# PROBLEM TO WORK ON
Quote word for word from the line holding "Where can you spot the toilet?" to the last line below, including both, and omit any pictures.

(Rows from a pointing dataset)
** Start **
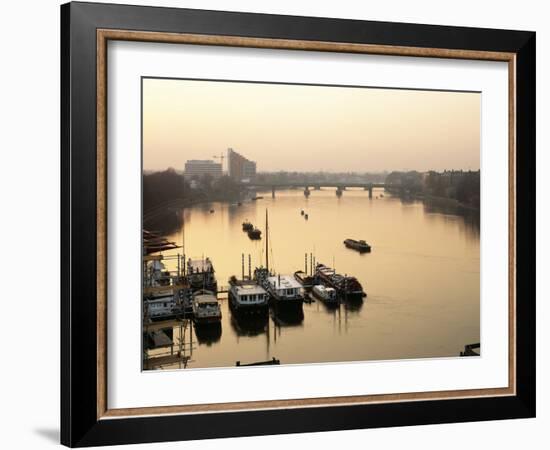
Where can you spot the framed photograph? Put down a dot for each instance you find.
(277, 224)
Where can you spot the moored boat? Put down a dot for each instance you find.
(304, 279)
(284, 290)
(255, 234)
(247, 297)
(359, 245)
(206, 308)
(247, 226)
(201, 274)
(160, 305)
(326, 294)
(346, 286)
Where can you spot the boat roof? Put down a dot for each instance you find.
(205, 298)
(249, 289)
(200, 265)
(286, 282)
(321, 287)
(325, 269)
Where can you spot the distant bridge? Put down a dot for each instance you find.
(308, 186)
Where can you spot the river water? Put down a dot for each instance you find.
(421, 278)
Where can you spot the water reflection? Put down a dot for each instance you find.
(421, 278)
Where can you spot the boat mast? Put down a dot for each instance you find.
(266, 243)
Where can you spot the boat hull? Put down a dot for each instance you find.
(328, 301)
(247, 309)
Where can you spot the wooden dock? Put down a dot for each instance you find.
(158, 361)
(156, 326)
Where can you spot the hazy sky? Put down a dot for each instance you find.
(309, 128)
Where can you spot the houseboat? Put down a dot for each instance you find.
(160, 305)
(206, 309)
(255, 234)
(361, 246)
(284, 290)
(247, 297)
(346, 287)
(304, 279)
(201, 274)
(326, 294)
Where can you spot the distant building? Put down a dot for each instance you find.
(240, 168)
(200, 167)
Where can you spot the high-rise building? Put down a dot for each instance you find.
(200, 167)
(240, 168)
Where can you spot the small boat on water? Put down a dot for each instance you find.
(247, 297)
(284, 290)
(160, 306)
(304, 279)
(247, 226)
(206, 309)
(346, 287)
(255, 234)
(326, 294)
(200, 274)
(360, 245)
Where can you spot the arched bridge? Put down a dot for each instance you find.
(308, 186)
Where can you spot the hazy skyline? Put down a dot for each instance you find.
(309, 128)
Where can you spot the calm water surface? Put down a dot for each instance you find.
(421, 278)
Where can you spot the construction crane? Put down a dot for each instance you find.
(221, 158)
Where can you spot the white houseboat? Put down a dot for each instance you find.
(247, 297)
(160, 302)
(284, 290)
(326, 294)
(206, 309)
(201, 274)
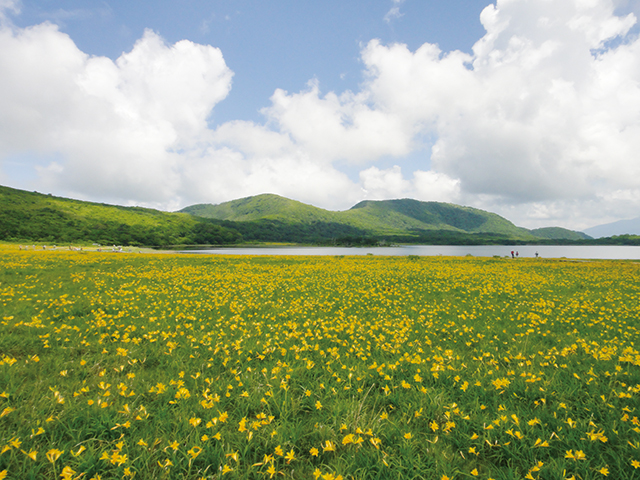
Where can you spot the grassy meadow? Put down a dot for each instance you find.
(119, 366)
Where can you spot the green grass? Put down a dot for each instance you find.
(170, 366)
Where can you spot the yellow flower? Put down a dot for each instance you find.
(194, 452)
(329, 446)
(7, 411)
(32, 454)
(67, 473)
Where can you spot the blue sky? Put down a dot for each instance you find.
(268, 45)
(527, 108)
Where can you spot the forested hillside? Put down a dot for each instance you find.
(31, 216)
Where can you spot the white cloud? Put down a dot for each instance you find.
(119, 126)
(394, 11)
(540, 123)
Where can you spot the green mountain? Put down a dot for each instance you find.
(403, 220)
(559, 233)
(32, 216)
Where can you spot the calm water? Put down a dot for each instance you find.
(545, 251)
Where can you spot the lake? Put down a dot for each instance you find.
(524, 251)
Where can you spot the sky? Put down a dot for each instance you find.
(526, 108)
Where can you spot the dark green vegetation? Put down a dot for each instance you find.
(207, 367)
(27, 216)
(273, 218)
(34, 217)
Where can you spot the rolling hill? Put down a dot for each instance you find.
(32, 216)
(35, 217)
(404, 220)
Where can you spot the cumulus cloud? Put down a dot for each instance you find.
(394, 11)
(118, 126)
(539, 123)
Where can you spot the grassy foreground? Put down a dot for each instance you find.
(117, 366)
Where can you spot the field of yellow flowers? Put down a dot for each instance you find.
(119, 366)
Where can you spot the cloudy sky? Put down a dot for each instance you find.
(527, 108)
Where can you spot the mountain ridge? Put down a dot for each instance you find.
(398, 217)
(32, 216)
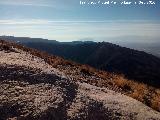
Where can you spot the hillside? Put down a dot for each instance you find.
(35, 85)
(31, 88)
(136, 65)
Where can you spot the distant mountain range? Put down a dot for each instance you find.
(134, 64)
(37, 86)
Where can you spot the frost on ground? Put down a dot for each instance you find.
(32, 89)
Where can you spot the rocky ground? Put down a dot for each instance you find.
(30, 89)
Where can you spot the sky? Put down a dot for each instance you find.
(68, 20)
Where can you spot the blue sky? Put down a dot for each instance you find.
(67, 20)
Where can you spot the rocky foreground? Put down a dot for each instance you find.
(30, 89)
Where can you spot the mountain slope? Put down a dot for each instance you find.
(136, 65)
(31, 88)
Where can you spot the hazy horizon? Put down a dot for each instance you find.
(69, 21)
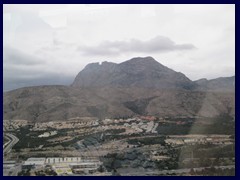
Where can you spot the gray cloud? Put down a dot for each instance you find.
(158, 44)
(14, 56)
(21, 70)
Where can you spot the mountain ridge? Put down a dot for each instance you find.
(110, 90)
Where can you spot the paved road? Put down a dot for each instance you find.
(176, 171)
(9, 146)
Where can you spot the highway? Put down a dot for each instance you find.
(13, 141)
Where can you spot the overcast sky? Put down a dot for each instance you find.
(50, 44)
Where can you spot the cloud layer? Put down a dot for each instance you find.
(158, 44)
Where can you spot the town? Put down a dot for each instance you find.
(91, 146)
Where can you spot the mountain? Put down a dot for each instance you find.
(137, 72)
(219, 84)
(140, 86)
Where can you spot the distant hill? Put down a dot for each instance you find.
(140, 86)
(137, 72)
(219, 84)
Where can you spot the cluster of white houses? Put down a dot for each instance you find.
(65, 165)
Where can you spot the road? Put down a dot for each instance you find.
(9, 146)
(175, 171)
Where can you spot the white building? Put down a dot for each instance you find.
(35, 161)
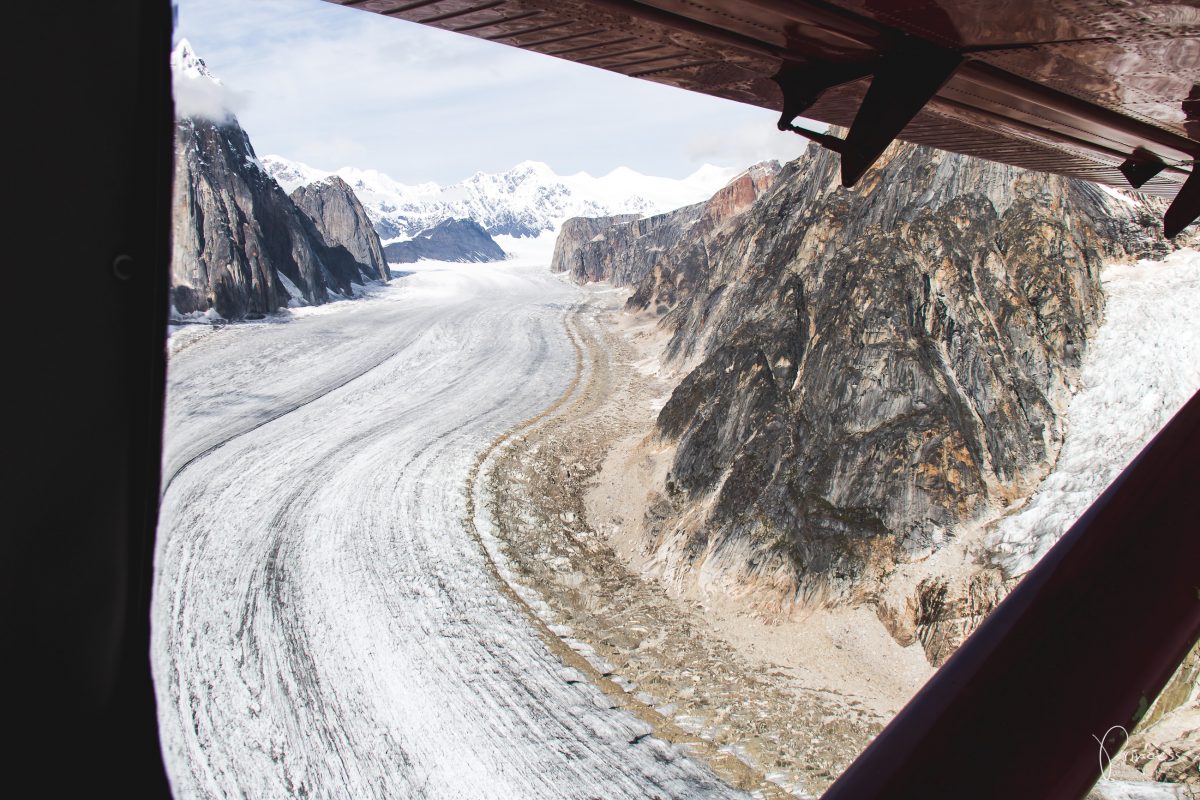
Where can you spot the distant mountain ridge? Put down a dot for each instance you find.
(526, 200)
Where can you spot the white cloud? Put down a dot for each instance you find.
(207, 98)
(747, 144)
(426, 104)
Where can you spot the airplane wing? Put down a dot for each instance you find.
(1103, 90)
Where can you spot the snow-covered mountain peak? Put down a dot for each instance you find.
(186, 64)
(198, 92)
(525, 200)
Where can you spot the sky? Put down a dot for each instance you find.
(334, 86)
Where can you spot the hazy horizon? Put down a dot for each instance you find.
(334, 86)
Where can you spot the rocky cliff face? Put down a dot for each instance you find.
(871, 373)
(627, 248)
(241, 246)
(343, 222)
(453, 240)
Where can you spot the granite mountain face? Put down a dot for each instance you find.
(241, 246)
(450, 240)
(869, 373)
(342, 221)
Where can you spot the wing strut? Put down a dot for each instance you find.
(901, 84)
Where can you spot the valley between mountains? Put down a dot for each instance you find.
(670, 499)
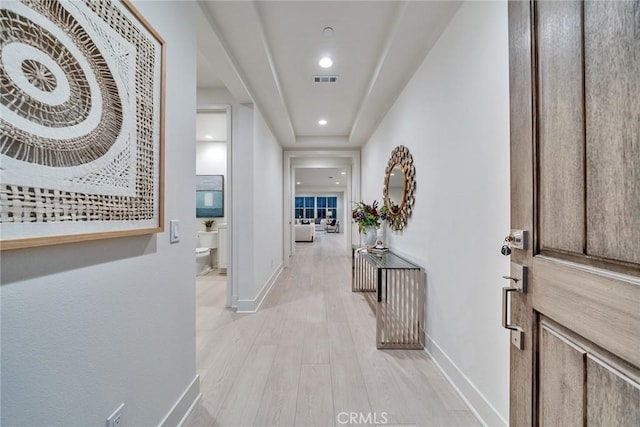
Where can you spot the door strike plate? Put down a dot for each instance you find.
(518, 239)
(517, 338)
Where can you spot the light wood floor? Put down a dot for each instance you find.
(309, 356)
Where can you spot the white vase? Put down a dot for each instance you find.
(369, 236)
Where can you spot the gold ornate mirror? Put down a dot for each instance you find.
(399, 187)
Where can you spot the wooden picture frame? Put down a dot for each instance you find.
(83, 155)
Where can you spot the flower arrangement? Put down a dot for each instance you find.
(368, 215)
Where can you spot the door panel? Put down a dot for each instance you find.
(612, 396)
(562, 380)
(612, 86)
(602, 306)
(575, 185)
(561, 126)
(580, 382)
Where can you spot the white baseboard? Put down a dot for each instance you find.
(478, 404)
(184, 405)
(253, 305)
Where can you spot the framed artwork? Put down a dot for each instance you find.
(209, 196)
(81, 122)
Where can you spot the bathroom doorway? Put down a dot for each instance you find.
(213, 207)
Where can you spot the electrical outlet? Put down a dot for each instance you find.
(115, 419)
(174, 231)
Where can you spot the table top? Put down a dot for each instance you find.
(388, 260)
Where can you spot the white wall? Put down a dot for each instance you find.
(267, 205)
(87, 326)
(454, 117)
(255, 181)
(211, 159)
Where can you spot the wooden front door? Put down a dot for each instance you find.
(575, 187)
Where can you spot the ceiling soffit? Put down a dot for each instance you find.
(273, 47)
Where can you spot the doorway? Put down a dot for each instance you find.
(213, 203)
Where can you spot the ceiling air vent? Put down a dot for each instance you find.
(325, 79)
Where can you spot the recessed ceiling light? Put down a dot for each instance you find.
(325, 62)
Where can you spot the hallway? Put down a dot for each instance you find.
(308, 357)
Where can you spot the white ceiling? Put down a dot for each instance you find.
(267, 52)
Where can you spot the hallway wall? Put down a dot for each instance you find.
(454, 117)
(255, 180)
(88, 326)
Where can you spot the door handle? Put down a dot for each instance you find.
(519, 278)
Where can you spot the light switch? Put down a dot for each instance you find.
(174, 231)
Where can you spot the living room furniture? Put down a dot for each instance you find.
(332, 226)
(304, 232)
(399, 289)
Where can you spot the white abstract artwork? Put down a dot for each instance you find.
(80, 122)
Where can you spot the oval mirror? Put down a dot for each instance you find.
(399, 187)
(395, 189)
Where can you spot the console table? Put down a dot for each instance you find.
(400, 297)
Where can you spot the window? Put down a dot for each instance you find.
(325, 205)
(304, 207)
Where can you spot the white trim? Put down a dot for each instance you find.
(183, 407)
(228, 196)
(475, 400)
(253, 305)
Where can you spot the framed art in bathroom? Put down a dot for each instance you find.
(81, 123)
(209, 196)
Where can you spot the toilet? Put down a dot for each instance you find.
(207, 240)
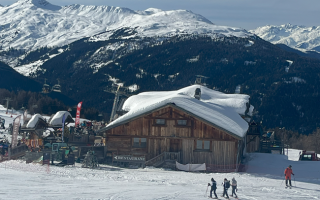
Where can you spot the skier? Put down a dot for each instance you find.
(213, 188)
(234, 187)
(287, 173)
(226, 185)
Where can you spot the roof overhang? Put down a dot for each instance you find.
(173, 106)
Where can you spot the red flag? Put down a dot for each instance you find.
(78, 114)
(16, 126)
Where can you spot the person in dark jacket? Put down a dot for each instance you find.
(287, 173)
(226, 185)
(234, 187)
(213, 188)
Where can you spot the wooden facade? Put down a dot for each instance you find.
(171, 129)
(253, 137)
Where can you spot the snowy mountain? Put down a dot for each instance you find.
(31, 24)
(299, 37)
** End **
# THE COMPLETED TASK
Where can you spot the toilet? Put down a dot for each instance you find.
(207, 240)
Where can you spot the skier? Put down a dot for each instance you find.
(213, 188)
(234, 187)
(287, 173)
(226, 185)
Where can you spot the roof overhang? Put down a dot for each instance you find.
(173, 106)
Where can you spot the red flag? Put down a dot for each instance you find.
(78, 114)
(16, 126)
Where can you spot the person in dark jacket? Put down a dot for each instance you find.
(287, 173)
(226, 185)
(234, 187)
(213, 188)
Where can you spot the wooden facade? Put down a dot for each instance you find.
(171, 129)
(253, 137)
Where can you spot the snowy mountain? Put down a dot for each instance you find.
(31, 24)
(299, 37)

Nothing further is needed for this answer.